■ Instructions to follow: Write out the rows below word for word, from the line containing "# point at: snow slope" up to and including the line containing "x=221, y=293". Leave out the pictures.

■ Rows:
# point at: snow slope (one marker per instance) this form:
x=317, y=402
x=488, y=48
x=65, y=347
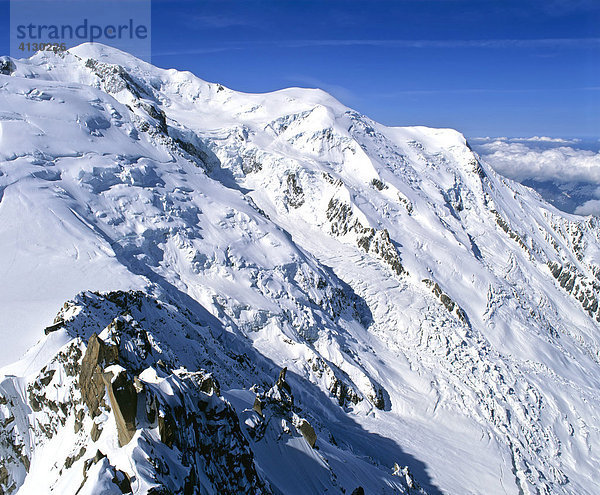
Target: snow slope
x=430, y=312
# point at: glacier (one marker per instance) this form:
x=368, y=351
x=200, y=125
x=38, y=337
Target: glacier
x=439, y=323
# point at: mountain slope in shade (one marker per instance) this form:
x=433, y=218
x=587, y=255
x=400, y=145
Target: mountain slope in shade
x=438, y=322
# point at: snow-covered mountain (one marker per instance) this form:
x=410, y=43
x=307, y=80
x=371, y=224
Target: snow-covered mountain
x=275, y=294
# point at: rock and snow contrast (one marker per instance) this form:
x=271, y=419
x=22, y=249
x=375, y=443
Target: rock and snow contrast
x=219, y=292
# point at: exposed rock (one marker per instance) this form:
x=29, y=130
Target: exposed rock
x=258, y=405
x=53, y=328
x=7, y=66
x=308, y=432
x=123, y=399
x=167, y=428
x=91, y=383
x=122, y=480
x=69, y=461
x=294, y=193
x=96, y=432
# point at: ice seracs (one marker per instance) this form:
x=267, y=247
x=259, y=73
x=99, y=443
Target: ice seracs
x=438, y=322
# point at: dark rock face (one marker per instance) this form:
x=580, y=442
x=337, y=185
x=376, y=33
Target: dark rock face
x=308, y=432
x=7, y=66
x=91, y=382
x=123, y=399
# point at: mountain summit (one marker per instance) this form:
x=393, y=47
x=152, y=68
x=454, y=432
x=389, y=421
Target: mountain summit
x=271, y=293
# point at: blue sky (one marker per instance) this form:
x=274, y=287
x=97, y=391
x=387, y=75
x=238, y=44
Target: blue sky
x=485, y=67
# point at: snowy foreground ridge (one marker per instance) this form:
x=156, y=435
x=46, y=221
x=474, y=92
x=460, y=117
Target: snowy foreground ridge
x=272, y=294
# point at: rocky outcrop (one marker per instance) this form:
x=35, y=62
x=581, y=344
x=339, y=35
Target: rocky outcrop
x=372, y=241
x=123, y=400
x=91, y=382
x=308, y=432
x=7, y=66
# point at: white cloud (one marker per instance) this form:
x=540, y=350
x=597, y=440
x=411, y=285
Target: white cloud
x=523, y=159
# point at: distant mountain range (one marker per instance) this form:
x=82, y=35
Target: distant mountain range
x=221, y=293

==

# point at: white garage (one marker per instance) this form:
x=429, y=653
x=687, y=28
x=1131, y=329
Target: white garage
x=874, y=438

...

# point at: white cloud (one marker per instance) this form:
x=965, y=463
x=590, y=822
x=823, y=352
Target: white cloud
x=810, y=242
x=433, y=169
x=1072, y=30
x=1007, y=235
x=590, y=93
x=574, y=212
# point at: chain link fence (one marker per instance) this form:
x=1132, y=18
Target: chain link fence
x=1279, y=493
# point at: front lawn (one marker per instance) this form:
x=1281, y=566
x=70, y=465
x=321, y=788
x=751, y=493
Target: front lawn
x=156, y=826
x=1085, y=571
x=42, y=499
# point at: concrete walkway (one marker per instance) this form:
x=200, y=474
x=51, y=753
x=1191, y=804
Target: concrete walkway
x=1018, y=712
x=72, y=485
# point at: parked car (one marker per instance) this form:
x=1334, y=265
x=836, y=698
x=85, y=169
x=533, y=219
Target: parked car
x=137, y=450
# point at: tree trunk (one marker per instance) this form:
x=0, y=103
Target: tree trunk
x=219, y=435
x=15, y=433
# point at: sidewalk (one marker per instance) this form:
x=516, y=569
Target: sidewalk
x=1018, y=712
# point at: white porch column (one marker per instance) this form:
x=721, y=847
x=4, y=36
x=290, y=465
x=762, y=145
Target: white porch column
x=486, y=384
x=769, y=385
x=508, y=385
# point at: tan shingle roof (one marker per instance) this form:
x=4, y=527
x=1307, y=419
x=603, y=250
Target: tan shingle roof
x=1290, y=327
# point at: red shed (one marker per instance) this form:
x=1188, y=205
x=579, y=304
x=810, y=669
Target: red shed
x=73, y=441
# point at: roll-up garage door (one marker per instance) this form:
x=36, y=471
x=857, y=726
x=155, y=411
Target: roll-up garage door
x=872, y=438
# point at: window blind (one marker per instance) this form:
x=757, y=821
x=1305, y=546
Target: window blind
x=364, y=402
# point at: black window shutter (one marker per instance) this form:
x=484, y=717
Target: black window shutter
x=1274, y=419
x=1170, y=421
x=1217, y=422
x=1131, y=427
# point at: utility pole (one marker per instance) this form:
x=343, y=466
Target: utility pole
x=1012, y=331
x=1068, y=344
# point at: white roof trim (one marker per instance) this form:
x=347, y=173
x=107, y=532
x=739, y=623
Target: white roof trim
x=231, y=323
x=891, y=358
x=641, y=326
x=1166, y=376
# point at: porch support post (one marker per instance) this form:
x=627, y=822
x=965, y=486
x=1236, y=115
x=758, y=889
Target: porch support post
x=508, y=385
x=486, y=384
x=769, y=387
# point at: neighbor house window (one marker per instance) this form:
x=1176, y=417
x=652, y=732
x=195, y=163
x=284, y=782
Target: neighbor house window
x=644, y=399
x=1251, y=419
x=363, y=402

■ Solution to the problem:
# point at: snow slope (one marker per instance) this form:
x=317, y=402
x=488, y=48
x=65, y=347
Target: snow slope
x=430, y=312
# point at: glacier (one marker per instance) this form:
x=368, y=351
x=200, y=125
x=38, y=337
Target: glacier
x=439, y=323
# point at: mountain slope in shade (one marker per instance) this form:
x=433, y=218
x=587, y=255
x=400, y=145
Target: mountain slope in shade
x=438, y=322
# point at: snow-covered mountain (one marker per instance) this form:
x=410, y=43
x=307, y=80
x=371, y=224
Target: snow-covered mountain
x=275, y=294
# point at: rock and snow contrast (one marker per instance) this form:
x=271, y=419
x=22, y=249
x=375, y=443
Target: rock and snow contrast
x=219, y=292
# point at: exposed rock (one marker per instance) this form:
x=29, y=130
Target: exposed rock
x=258, y=405
x=53, y=328
x=7, y=66
x=308, y=432
x=123, y=399
x=167, y=428
x=91, y=383
x=122, y=480
x=69, y=461
x=294, y=193
x=96, y=432
# point at: ice seracs (one marker per instance) this form:
x=267, y=247
x=259, y=73
x=99, y=443
Target: ice seracs
x=438, y=322
# point at: dark rock face (one marker per instance) this form:
x=580, y=442
x=337, y=185
x=376, y=33
Target: dark rock face
x=308, y=432
x=7, y=66
x=91, y=382
x=123, y=399
# point at: mountain summit (one marker per instance) this form:
x=393, y=47
x=152, y=68
x=454, y=432
x=389, y=421
Target: mountain summit
x=271, y=293
# point at: blue sky (one marker per instance) this form:
x=274, y=287
x=97, y=391
x=387, y=75
x=238, y=44
Target: blue sky
x=485, y=67
# point at: snowy foreground ridge (one marker per instance) this form:
x=156, y=435
x=46, y=221
x=474, y=92
x=460, y=117
Target: snowy foreground ridge
x=272, y=294
# point at: rocky outcrop (one marker per instance) this form:
x=35, y=62
x=581, y=344
x=339, y=35
Target: rocky outcrop
x=372, y=241
x=123, y=400
x=91, y=382
x=308, y=432
x=7, y=66
# point at: white cloud (one marker per instance) this form:
x=540, y=350
x=597, y=440
x=411, y=285
Target: white cloud
x=523, y=159
# point at: distant mountain range (one marker per instance) this form:
x=82, y=35
Target: distant mountain range
x=221, y=293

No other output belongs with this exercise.